(Beginning of Supplied passage)

Our stories of what's happening are what we believe . I've taken some moments to consider what might be said about what's happening in the world at this time. Most of what's going around is stupefying rather than clarifying, and there are some things that we could learn. The first that comes to mind is that what's gripped human imagination is the fact and fear of mortality.
The stats that produce fear are what they are, and there are plenty of other stats, too. In Peter Porter's poem "Your Attention Please" the somber words "Some of us may die. Remember, statistically it is not likely to be you" come to mind. But I think that what's driven the realisation of this pandemic is that you and I could well be dead quite soon. Politicians want a nice, quiet, obedient crowd of voters, and if they don't do something to allay fears, they won't be seen to be leaders. So act they must.
But in my view, what we call leadership produces nothing but followers. And in following we become nothing.
Doing what we are enforced to do, believing the stories that we're supplied, accepting rhetoric that's designed to make us accepting, we walk into the nothing of ourselves, and thus, when I regard the end of what we've accepted util now, the end of capitalism as it's been driven by forces no longer sustainable, the end of shallow communication, the end, I hope, of hollow values disguised as democracy and practised as political will, all I can really do is regard the end my this, my own organism, and ask as dispassionately as I can what it's aliveness has been for.
Let's assume I'm going to die in six weeks. Reaching as far as I can into soul-speak, what would I say?

(End of Supplied passage)

● **Tasks to complete**
1. Say whether each statement below agrees with the reflection on mortality, answering yes or no and quoting the deciding words of that text.
(a) The writer holds that what we call leadership produces only followers.
(b) The writer finds most of what's going around clarifying.
(c) The poem by Peter Porter is titled "Your Attention Please".
2. Please answer these questions from the reflection on mortality.
(a) According to the writer, what has gripped human imagination?
(b) What kind of crowd of voters do politicians want?
(c) How many weeks of life does the writer assume are left?
3. Resume the reflection on mortality after its final question.

(Beginning of Supplied entries)

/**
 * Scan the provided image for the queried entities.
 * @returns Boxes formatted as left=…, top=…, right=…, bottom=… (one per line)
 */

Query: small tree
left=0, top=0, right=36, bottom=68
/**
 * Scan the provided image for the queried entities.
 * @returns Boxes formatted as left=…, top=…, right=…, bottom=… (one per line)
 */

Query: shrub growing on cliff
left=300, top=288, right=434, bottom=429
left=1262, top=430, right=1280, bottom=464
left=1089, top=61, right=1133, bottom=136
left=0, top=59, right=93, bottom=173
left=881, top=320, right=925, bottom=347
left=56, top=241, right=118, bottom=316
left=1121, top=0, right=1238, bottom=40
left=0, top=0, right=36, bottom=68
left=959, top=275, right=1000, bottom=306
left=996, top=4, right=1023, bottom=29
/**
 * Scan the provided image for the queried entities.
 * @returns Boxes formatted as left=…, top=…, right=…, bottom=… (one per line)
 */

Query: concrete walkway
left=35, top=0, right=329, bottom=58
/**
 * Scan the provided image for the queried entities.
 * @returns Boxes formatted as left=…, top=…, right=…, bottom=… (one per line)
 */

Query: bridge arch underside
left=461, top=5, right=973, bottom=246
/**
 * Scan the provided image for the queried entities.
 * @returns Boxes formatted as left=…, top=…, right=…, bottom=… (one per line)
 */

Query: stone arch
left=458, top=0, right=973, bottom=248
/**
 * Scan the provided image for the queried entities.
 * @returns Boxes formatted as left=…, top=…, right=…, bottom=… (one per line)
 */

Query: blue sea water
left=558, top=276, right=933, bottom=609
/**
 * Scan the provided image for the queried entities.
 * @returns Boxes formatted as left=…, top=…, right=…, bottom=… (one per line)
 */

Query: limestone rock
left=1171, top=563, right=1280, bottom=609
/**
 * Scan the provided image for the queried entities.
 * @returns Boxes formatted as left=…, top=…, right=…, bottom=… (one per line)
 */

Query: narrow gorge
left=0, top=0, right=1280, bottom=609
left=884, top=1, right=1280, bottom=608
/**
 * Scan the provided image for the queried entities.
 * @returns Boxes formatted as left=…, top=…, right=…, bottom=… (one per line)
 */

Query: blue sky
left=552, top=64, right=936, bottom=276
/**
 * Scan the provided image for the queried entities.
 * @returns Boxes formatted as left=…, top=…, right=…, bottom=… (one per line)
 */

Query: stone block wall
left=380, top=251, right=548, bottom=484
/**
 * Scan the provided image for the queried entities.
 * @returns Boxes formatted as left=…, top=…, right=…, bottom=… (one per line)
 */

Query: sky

(End of Supplied entries)

● **Task-by-task results**
1.
(a) Yes: "what we call leadership produces nothing but followers"
(b) No: "Most of what's going around is stupefying rather than clarifying"
(c) Yes: "In Peter Porter's poem "Your Attention Please""

2.
(a) The fact and fear of mortality.
(b) A nice, quiet, obedient crowd of voters.
(c) Six weeks.

3.
I'd say:
Choose your stories as consciously as possible. Go back to the oceans that allowed you to build, launch, navigate and berth your boat. No one has to be trapped by the trappings of leadership. Learn to hear what your voice says by engaging in clarifying conversations rather than vehement creeds. Learn to hear hearts as well as words, and don't assume for one moment that the heart is full of love and light. It's more holographic than moral, and encompasses the entire spectrum of turbulence and connections made possible by the table of elements. So I'd say get to grips with your own heart, allow it to express what it desires most to utter. That way you make your self vulnerable to your mind, and can act more wisely and decisively in respect of your more informed choices. At worst, we're a bundle of competing instincts, at best a conscious narrator of aspiration. And beware of premature statements of triumph as the journey unfolds.
I'd encourage the conversations, those stories that release the living energy that's specific to you. These are what create the newness that's upon us. What feels like the end is obviously never the end. Somehow there's always a narrator who observes, and turns the chaos into a craft.